#### Exercise material ####
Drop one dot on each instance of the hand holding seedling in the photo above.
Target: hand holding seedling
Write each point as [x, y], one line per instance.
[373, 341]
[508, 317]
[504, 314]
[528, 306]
####
Arrange every line of the listing above as a Markdown table with the columns "No." and "Text", numbering the rows in order and omitting any blank lines.

# [Exercise result]
| No. | Text |
|---|---|
| 1 | Drop one dot on each instance of the hand holding seedling in the photo above. |
| 2 | Target: hand holding seedling |
| 3 | Write each point as [x, y], one line per instance. |
| 4 | [373, 341] |
| 5 | [508, 317] |
| 6 | [504, 314] |
| 7 | [528, 306] |